Word for word, copy all of the entries.

BEGIN

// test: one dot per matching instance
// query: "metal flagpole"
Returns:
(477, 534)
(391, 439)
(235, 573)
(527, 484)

END

▸ **ANSWER TO THE PROBLEM**:
// test: one dot per matching instance
// query: "metal flagpole"
Returns:
(477, 534)
(391, 439)
(235, 573)
(527, 484)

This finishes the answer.